Work required:
Go to the line containing "Mark each instance of the sea" below; retype it and all following lines exactly, and leave out the pictures.

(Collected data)
★ ★ ★ ★ ★

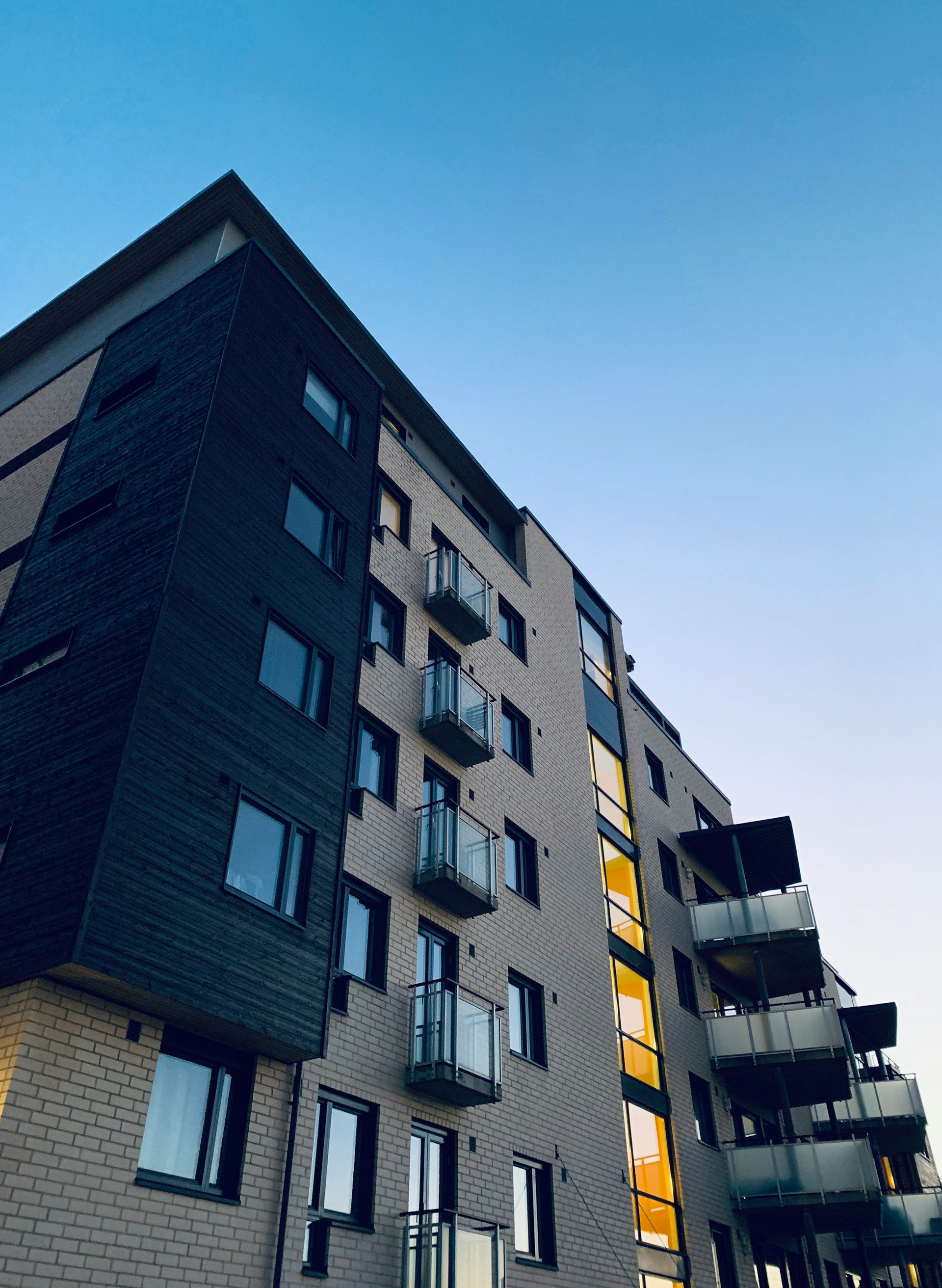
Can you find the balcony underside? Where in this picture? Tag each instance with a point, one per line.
(453, 890)
(456, 738)
(455, 1087)
(457, 616)
(792, 961)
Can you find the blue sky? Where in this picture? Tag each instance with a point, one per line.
(674, 271)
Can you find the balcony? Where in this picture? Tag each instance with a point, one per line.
(449, 1250)
(891, 1113)
(455, 1045)
(457, 595)
(779, 929)
(457, 714)
(836, 1181)
(456, 861)
(805, 1043)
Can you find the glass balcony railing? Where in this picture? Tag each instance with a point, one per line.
(457, 714)
(457, 594)
(449, 1250)
(455, 1044)
(456, 859)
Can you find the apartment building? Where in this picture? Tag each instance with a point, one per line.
(363, 919)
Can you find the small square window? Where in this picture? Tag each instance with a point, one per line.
(296, 671)
(269, 859)
(520, 862)
(315, 526)
(655, 775)
(336, 416)
(525, 1018)
(376, 759)
(196, 1118)
(513, 629)
(515, 729)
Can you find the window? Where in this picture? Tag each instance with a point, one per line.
(269, 858)
(608, 776)
(362, 948)
(670, 874)
(686, 988)
(513, 629)
(520, 862)
(376, 759)
(657, 1220)
(621, 884)
(655, 775)
(35, 659)
(596, 661)
(137, 385)
(296, 671)
(517, 734)
(387, 621)
(315, 526)
(88, 509)
(533, 1211)
(393, 509)
(330, 411)
(702, 1100)
(196, 1120)
(705, 820)
(635, 1022)
(525, 1019)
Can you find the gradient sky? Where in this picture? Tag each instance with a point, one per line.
(674, 272)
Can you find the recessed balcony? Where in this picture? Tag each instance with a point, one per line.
(455, 1045)
(449, 1250)
(806, 1044)
(890, 1112)
(456, 859)
(834, 1180)
(457, 595)
(457, 714)
(779, 929)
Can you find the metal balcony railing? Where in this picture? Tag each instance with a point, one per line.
(455, 1044)
(456, 859)
(457, 594)
(449, 1250)
(457, 714)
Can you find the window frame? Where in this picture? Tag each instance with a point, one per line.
(241, 1068)
(292, 829)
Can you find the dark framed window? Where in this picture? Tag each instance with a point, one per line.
(525, 1018)
(53, 649)
(197, 1117)
(686, 988)
(315, 526)
(670, 872)
(515, 733)
(269, 859)
(655, 775)
(705, 820)
(702, 1100)
(363, 933)
(520, 862)
(343, 1171)
(511, 629)
(376, 759)
(393, 509)
(534, 1237)
(296, 670)
(387, 621)
(331, 411)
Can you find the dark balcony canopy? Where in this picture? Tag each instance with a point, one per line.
(767, 849)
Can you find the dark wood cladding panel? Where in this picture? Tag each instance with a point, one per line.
(65, 729)
(161, 917)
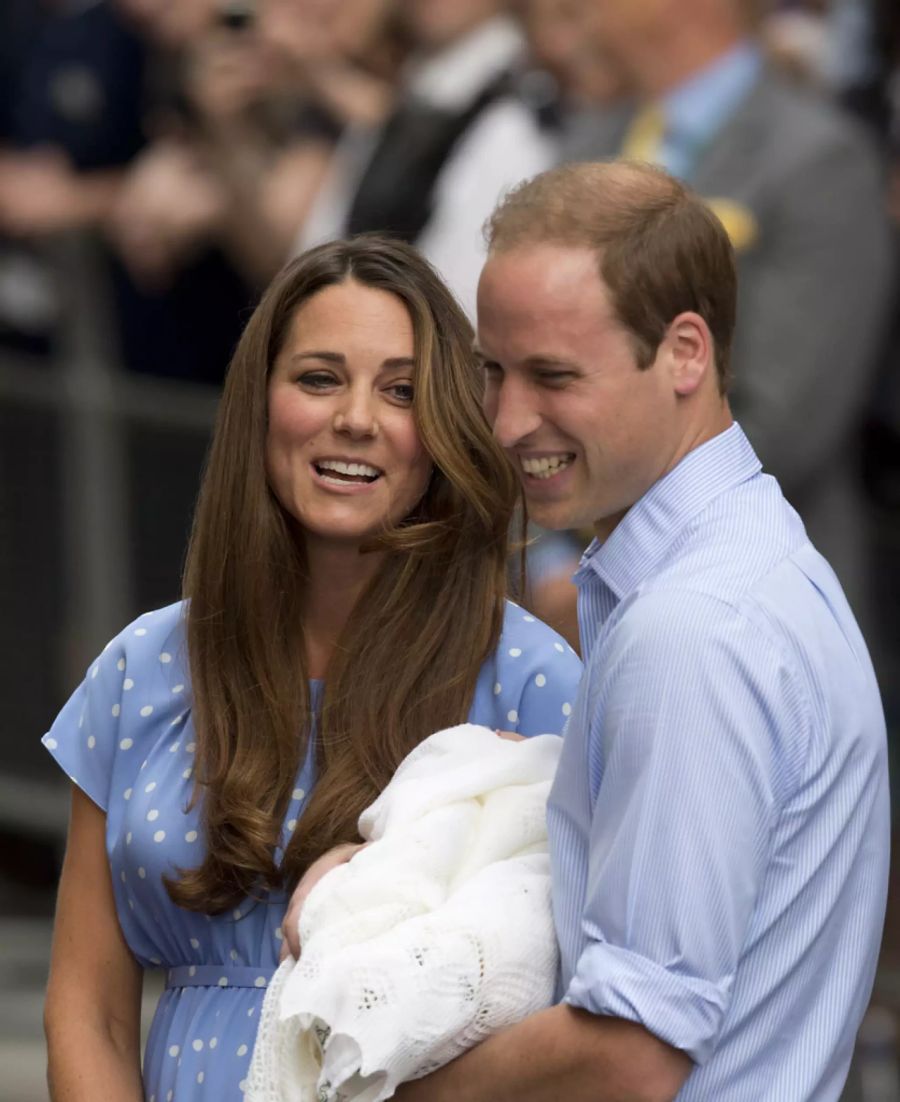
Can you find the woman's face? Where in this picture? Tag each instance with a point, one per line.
(343, 454)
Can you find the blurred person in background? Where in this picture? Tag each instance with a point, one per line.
(801, 194)
(345, 596)
(458, 134)
(69, 108)
(270, 87)
(98, 84)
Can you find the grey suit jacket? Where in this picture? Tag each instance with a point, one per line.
(814, 292)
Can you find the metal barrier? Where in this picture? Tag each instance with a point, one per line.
(96, 404)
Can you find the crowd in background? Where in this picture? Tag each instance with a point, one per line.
(207, 141)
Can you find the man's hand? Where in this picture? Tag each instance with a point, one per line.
(290, 927)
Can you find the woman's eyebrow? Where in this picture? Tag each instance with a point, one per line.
(329, 357)
(338, 358)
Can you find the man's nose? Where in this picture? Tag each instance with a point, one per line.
(512, 411)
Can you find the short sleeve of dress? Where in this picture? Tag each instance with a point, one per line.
(530, 682)
(91, 728)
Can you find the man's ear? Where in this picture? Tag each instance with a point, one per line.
(690, 353)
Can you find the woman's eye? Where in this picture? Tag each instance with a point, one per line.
(402, 391)
(316, 380)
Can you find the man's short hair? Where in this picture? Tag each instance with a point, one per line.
(660, 249)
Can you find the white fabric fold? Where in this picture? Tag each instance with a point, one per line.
(427, 941)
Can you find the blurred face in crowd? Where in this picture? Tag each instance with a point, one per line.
(343, 452)
(171, 22)
(562, 42)
(617, 26)
(436, 23)
(587, 430)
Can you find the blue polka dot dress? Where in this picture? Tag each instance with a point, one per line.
(127, 738)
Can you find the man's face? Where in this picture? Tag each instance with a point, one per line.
(618, 26)
(437, 23)
(587, 430)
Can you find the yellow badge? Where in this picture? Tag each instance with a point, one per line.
(738, 222)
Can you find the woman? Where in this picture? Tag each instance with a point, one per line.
(345, 585)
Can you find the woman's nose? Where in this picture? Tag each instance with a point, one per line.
(356, 418)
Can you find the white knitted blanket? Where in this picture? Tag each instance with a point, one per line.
(427, 941)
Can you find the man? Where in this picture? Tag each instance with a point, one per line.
(719, 822)
(801, 192)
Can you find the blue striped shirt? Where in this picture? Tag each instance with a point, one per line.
(719, 822)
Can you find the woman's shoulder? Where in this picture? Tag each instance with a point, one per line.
(530, 681)
(156, 636)
(524, 636)
(134, 693)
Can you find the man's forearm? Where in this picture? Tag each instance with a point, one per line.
(560, 1054)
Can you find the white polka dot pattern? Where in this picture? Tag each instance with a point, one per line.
(147, 731)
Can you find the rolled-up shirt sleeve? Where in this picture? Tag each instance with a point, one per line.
(694, 728)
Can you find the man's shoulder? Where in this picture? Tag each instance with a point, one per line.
(791, 127)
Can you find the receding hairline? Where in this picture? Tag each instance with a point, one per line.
(555, 206)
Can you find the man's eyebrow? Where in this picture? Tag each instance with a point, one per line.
(542, 360)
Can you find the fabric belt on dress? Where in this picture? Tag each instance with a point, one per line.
(218, 975)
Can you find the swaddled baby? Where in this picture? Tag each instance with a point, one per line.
(429, 940)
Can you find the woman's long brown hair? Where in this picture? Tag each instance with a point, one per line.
(409, 657)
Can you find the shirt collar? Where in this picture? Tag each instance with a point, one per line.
(650, 527)
(452, 78)
(697, 108)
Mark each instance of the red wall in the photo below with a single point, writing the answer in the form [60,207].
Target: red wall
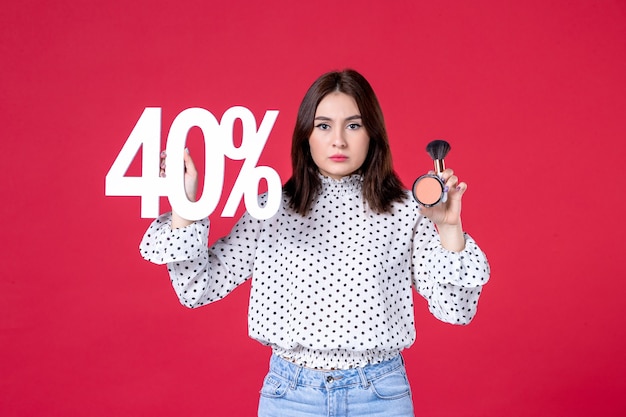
[532,96]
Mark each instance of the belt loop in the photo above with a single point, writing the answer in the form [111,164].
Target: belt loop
[364,382]
[294,381]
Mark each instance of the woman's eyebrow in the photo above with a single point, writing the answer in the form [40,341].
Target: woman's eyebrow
[325,118]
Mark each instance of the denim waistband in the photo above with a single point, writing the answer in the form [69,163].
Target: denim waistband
[328,379]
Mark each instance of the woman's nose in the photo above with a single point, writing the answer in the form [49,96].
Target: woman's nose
[338,140]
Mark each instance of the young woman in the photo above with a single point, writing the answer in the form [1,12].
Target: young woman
[333,270]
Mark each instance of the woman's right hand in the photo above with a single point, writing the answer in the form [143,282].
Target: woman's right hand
[191,186]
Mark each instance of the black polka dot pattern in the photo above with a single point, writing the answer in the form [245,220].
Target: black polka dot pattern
[332,289]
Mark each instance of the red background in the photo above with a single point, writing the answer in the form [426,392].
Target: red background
[532,96]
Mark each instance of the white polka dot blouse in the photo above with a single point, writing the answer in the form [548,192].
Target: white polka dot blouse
[332,289]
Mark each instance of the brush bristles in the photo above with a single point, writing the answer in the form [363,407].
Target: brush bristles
[438,149]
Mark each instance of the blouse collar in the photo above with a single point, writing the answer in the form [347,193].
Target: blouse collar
[348,185]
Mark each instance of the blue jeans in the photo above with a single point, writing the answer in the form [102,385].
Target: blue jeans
[381,390]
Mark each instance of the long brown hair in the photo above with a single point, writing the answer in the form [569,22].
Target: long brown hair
[381,185]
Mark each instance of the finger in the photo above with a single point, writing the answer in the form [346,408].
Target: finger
[190,167]
[452,181]
[459,189]
[447,173]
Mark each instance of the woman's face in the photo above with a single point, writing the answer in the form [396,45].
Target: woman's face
[339,142]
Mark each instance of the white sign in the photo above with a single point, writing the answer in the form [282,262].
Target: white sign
[218,144]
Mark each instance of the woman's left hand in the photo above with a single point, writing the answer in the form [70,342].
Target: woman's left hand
[447,216]
[448,213]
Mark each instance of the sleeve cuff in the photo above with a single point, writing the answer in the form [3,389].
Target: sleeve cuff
[160,244]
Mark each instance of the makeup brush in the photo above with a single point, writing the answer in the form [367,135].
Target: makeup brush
[429,189]
[438,149]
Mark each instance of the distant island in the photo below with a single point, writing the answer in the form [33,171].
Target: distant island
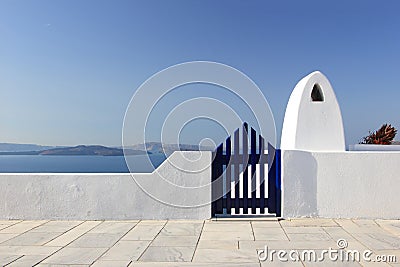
[95,150]
[81,150]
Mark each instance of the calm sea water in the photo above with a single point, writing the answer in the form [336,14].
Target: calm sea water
[79,164]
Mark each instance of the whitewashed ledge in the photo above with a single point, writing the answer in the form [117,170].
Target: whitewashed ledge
[367,147]
[102,196]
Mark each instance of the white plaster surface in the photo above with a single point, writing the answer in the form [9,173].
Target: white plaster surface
[111,196]
[370,147]
[340,184]
[313,126]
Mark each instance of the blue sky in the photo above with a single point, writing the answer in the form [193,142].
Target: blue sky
[69,68]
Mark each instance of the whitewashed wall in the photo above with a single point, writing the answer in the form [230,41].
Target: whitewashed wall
[309,125]
[341,185]
[111,196]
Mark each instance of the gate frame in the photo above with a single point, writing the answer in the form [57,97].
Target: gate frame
[222,201]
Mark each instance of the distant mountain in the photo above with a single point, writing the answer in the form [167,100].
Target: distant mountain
[91,151]
[11,147]
[81,150]
[156,147]
[97,150]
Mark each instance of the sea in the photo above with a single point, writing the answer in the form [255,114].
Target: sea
[78,164]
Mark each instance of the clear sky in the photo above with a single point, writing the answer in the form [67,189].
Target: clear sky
[68,68]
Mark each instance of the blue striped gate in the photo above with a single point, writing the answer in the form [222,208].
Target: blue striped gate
[239,184]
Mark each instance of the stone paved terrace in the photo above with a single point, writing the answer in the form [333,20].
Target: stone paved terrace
[188,243]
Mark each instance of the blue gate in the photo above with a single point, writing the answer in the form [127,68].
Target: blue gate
[238,175]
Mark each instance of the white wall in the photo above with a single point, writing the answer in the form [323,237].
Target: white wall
[111,196]
[341,184]
[314,126]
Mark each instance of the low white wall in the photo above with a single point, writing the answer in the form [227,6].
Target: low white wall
[340,184]
[112,196]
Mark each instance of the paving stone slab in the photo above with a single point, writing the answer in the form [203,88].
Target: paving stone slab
[227,236]
[56,226]
[247,245]
[31,239]
[225,256]
[73,234]
[126,250]
[176,229]
[378,241]
[175,241]
[309,237]
[9,222]
[27,260]
[306,230]
[220,244]
[5,237]
[7,259]
[28,250]
[75,256]
[22,227]
[319,222]
[270,224]
[165,254]
[115,263]
[113,227]
[190,264]
[93,240]
[143,232]
[224,226]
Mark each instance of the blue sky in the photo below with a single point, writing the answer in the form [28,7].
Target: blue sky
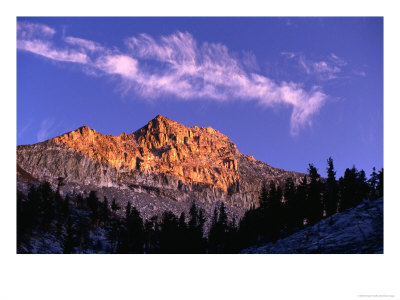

★ ★ ★ ★ ★

Problem solution:
Mark each instance of the sea in the photo above with a single point, writing the answer in the form [255,114].
Target: sea
[78,164]
Mark each instance of the clear sky in the photo above with a single point, writing the answer in the form [67,189].
Target: clear sky
[68,68]
Mark each instance of the blue striped gate in the photo above with a single point, writing the answer in the form [222,208].
Target: blue striped gate
[239,184]
Mark each instance of the stone paved terrace in the photo above with a single point, writing the answer in the form [333,20].
Target: stone paved terrace
[188,243]
Mark each instance of the blue gate in the photo above with a single point, writing the answer in the form [127,68].
Target: blue gate
[238,175]
Mark each instance of the white wall in the photo above with a single point, writing the answer in the form [323,237].
Target: white wall
[111,196]
[341,184]
[314,126]
Mark each instance of the low white wall in the photo above with a single point, writing the answer in the form [227,6].
Target: low white wall
[340,184]
[112,196]
Mark each instance of the paving stone slab in the photo above with a single point, writing the answer in the form [203,88].
Target: paving stone slab
[227,236]
[56,226]
[247,245]
[31,239]
[225,256]
[73,234]
[126,250]
[176,229]
[378,241]
[175,241]
[309,237]
[9,222]
[27,260]
[306,230]
[220,244]
[5,237]
[7,259]
[28,250]
[75,256]
[22,227]
[319,222]
[270,224]
[165,254]
[115,263]
[113,227]
[190,264]
[93,240]
[143,232]
[224,226]
Mark each instance of the blue sky in the photo below with a single point, writing the answer in the form [28,7].
Target: blue sky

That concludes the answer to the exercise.